Start of Page excerpt
Yesterday, someone asked #wikipedia where was the separation between style and content done on wikipedia. Users don't suddenly start to write CSS rules in the pages themselves. Most inline styles come from templates.
They don't write for a table: border="2" cellpadding="4" cellspacing="0" style="margin: 0.5em 0.5em 0.5em 1em; padding: 0.5em; background: #f9f9f9; border: 1px #aaa solid; border-collapse: collapse; font-size: 95%; but do {{tabla bonita}}
Similarly, the infoboxes CSS don't come from the article content, but from a template two or three layers down.
Fixing 80-90% of the inline styles should be quite simple, as it'll come from a few templates. The problem is to detect *when* that style gives problems on mobile.
I'm not sure what we are trying to mean with it, "it doesn't look right" isn't simple for an algorithm to detect ;) If we need to manually view the page, we could hardly detect it.
OTOH if we are looking for absolute values in that inline, it's simple to do.
So what constructs are problematic for mobile? How to detect them?
Once we have such measures, it shouldn't be hard to go fixing it. Moving css rules from inline styles to site CSS can be a step for fixing the problems (and also recommendable for other reasons), but is not the solution.
End of Page excerpt
Start of Source material
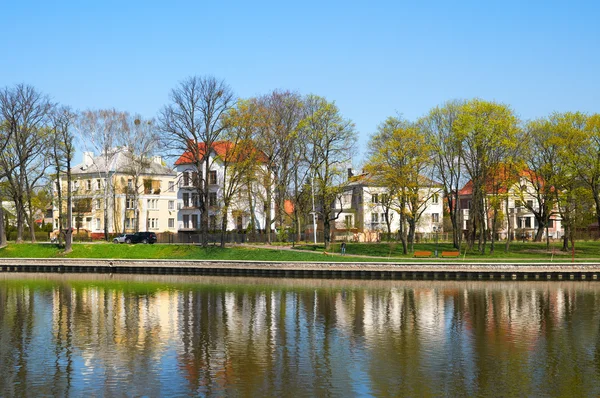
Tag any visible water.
End of Source material
#### Problem to work on:
Decide whether each statement below agrees with the post on inline styles, answering yes or no and quoting the deciding words from the post. (a) Most inline styles come from templates. (b) Moving CSS rules from inline styles to site CSS is the solution. (c) Looking for absolute values in the inline styles is hard to do.

#### Problem solution:
(a) Yes: "Most inline styles come from templates."
(b) No: "but is not the solution."
(c) No: "it's simple to do."